▶ [Prompt A]
List every sponsor of the seminar that the Newberry Library seminar announcement names.
▶ [Prompt B]
Carry on the Newberry Library seminar announcement from the point where it stops.

▶ [Selected extract]

○ ○ ○ ○ ○ ○ ○

The Newberry Library is hosting a Religion and Culture in the Americas Seminar on Friday, November 10, 2017. Unlike other seminars, this one provides an opportunity for attendees to read the paper before the seminar and participate in the discussion. Neither presenter reads the paper at the seminar but rather comments on the goals of the work. A respondent critiques both papers and then the seminar is open for discussion.
The sponsors of the seminar are Albion College, the Cushwa Center for the Study of American Catholicism at the University of Notre Dame, University of Illinois at Chicago, and Wheaton College. More details below:
When: Friday, November 10, 2017 / 3:00pm to 5:00pm / Room 101
Where: The Newberry Library / 60 West Walton Street / Chicago IL 60610
Two papers will be presented:
The Benedictines, Sugar and Slavery: Texts, Contexts and Material Culture from the Mediterranean to the Atlantic Worlds
James Krippner, Haverford College
This paper will present an overview and some initial archival and visual culture research findings from Brazil and Portugal from what is ultimately intended to be a multi-volume study of sugar, slavery, and Christianity and in the Portuguese colonial world. The paper will emphasize the network of Benedictine monasteries within the Portuguese empire and especially colonial Brazil that developed from the late sixteenth through the eighteenth centuries, though I shall also consider the Benedictine presence in the late medieval Mediterranean world and early modern Angola. The paper will conclude with a brief discussion of the role played by Benedictines in terms of the abolition of slavery in Brazil. In 1871 Benedictines freed all their slaves, seventeen years prior to Brazilian emancipation in 1888.

○ ○ ○ ○ ○ ○ ○

▶ [Given records]
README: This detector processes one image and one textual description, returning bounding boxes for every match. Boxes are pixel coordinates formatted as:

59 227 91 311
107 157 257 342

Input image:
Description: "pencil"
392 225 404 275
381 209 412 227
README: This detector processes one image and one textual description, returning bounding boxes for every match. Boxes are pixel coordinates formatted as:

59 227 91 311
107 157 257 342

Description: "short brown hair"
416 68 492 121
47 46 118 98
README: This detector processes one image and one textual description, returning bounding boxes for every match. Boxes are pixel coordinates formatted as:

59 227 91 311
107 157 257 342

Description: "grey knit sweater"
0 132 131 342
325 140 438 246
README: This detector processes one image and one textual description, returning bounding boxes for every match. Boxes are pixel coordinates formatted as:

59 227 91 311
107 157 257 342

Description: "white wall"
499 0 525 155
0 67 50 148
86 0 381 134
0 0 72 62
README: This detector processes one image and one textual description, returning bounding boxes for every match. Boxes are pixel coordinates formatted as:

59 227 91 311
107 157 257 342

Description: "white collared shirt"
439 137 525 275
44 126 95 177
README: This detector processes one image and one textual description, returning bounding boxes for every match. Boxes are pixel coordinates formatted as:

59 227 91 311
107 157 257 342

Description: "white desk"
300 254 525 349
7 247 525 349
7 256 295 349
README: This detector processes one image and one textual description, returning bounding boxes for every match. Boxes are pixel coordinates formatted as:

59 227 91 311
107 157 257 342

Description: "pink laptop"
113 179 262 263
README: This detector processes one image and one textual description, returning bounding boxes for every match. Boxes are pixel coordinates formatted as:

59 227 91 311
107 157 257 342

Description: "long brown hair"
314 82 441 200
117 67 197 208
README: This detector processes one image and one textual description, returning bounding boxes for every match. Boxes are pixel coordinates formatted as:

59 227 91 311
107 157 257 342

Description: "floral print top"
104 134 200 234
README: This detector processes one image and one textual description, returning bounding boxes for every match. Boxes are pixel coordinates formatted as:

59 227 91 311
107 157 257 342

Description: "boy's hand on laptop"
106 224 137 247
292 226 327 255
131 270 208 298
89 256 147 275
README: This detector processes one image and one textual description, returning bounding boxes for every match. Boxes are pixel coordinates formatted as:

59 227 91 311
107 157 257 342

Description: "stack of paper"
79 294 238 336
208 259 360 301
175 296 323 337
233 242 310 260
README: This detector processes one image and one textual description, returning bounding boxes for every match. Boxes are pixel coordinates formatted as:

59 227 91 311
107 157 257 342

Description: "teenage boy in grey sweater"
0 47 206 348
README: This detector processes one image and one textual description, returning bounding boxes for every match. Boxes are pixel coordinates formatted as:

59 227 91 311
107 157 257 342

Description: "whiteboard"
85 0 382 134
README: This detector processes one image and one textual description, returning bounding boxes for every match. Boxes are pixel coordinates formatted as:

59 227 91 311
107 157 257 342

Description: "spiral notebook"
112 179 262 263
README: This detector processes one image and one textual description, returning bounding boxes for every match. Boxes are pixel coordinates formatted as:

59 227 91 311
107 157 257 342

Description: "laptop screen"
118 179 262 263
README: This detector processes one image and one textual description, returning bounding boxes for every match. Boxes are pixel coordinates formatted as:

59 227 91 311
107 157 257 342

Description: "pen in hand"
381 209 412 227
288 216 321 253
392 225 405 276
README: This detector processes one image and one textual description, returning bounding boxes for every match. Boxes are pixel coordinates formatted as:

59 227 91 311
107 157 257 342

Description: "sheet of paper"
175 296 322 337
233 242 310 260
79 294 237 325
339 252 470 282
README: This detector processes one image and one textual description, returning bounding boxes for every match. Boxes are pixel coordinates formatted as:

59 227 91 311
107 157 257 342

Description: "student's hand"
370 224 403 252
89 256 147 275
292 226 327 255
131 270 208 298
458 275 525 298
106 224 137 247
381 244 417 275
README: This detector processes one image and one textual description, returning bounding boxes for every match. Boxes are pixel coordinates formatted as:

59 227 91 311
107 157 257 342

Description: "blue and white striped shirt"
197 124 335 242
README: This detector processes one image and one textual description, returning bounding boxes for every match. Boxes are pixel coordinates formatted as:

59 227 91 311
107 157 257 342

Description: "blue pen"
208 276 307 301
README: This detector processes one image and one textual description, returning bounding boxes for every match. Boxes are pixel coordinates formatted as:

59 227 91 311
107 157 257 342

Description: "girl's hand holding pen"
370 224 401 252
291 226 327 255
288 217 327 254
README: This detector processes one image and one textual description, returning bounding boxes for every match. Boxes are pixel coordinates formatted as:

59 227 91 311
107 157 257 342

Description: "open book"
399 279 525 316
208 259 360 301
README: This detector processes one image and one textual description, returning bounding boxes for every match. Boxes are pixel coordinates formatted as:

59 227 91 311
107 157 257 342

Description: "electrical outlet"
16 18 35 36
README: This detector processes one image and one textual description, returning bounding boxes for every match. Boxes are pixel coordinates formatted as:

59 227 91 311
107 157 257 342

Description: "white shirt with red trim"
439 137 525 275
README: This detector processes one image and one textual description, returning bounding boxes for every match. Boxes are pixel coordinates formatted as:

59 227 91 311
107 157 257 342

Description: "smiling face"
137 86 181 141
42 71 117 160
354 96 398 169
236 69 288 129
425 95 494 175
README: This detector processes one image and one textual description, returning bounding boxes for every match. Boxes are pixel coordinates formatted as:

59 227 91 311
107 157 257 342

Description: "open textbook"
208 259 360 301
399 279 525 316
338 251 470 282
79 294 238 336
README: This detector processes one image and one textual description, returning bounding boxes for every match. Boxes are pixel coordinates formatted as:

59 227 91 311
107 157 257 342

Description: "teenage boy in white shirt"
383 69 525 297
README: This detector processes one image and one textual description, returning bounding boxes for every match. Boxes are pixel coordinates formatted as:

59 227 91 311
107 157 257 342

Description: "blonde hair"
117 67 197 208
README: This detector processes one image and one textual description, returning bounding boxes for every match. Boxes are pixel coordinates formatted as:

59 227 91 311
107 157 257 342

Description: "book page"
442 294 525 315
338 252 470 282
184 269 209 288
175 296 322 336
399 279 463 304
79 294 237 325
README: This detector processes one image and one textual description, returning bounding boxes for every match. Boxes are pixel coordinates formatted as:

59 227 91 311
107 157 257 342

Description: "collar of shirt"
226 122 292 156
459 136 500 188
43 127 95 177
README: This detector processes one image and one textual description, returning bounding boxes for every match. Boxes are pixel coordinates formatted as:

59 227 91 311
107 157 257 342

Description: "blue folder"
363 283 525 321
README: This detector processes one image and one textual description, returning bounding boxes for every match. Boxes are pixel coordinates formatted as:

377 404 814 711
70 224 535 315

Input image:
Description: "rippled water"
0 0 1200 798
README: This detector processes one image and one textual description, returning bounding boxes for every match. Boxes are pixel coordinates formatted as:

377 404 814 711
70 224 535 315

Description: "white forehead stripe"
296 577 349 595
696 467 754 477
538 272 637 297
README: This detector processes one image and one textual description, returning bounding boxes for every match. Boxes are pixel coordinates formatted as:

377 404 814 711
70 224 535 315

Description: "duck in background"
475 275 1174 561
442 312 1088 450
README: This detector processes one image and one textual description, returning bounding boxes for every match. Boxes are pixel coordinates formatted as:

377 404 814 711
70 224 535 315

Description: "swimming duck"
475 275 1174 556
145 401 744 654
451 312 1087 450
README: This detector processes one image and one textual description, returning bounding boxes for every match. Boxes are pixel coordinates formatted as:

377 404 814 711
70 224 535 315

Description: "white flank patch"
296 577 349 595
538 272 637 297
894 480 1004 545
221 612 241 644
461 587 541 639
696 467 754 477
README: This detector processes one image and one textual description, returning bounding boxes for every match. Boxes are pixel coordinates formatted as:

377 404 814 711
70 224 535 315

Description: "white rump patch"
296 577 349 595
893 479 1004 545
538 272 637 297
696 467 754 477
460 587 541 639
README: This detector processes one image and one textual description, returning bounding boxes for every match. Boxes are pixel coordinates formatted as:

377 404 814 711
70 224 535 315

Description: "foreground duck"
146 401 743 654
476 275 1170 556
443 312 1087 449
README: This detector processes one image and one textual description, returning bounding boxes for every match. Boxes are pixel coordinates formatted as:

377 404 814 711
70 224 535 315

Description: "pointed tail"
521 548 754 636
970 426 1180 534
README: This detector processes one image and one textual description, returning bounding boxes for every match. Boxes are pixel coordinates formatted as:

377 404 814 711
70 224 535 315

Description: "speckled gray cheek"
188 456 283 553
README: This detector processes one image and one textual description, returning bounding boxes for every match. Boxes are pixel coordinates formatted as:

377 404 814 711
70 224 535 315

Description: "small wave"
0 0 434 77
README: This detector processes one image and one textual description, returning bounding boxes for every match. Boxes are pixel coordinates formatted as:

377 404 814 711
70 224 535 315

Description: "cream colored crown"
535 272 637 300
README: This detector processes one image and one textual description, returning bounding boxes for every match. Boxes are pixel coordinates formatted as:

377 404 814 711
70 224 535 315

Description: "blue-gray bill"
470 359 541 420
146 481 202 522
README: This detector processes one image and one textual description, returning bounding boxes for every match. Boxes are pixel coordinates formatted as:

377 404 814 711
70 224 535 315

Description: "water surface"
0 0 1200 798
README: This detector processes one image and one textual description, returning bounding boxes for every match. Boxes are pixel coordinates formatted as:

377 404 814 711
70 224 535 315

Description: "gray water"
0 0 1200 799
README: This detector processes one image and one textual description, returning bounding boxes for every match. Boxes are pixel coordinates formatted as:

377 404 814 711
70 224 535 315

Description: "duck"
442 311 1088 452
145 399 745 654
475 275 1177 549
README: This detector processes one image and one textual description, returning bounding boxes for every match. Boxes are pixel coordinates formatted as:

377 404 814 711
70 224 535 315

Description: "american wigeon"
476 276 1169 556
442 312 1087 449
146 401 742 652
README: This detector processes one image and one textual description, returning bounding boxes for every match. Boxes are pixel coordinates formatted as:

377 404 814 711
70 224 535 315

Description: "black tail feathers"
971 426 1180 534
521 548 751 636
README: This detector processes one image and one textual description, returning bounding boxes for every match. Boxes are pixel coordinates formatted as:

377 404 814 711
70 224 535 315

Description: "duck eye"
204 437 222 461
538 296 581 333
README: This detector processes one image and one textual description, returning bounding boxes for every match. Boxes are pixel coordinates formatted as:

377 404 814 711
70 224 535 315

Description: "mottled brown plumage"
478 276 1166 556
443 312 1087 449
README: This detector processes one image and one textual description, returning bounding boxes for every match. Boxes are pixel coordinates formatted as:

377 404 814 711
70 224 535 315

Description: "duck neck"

○ ○ ○ ○ ○ ○ ○

▶ [Exercise response A]
- Albion College
- The Cushwa Center for the Study of American Catholicism at the University of Notre Dame
- University of Illinois at Chicago
- Wheaton College

▶ [Exercise response B]
Quaker Institutionalism and the Success of Antislavery Legislation:Kevin Vrevich, Ohio State University
The New England Yearly Meeting, 1760-1784
After declaring slavery incompatible with Truth and the Inner Light in the 1760s, Quakers worked tirelessly over the next three decades to eradicate slaveholding within their meetings and in the states where they lived. Yet while Quaker beliefs and Revolutionary rhetoric tend to receive credit for the success of gradual emancipation, Quakers’ institutional nature and past experience in politics played a far more vital role in securing antislavery victories. This paper seeks to examine the importance of Quaker institutions and activism to antislavery success through an examination of the New England Yearly Meeting in Rhode Island from 1760-1784.
The respondent for this session will be Aaron Fogleman, Northern Illinois University. Newberry Scholarly Seminar papers are pre-circulated electronically. For a copy of the paper, email scholl@newberry.org. Please only request a paper if you plan to attend.
For more information on the seminar series, please visit the Newberry website.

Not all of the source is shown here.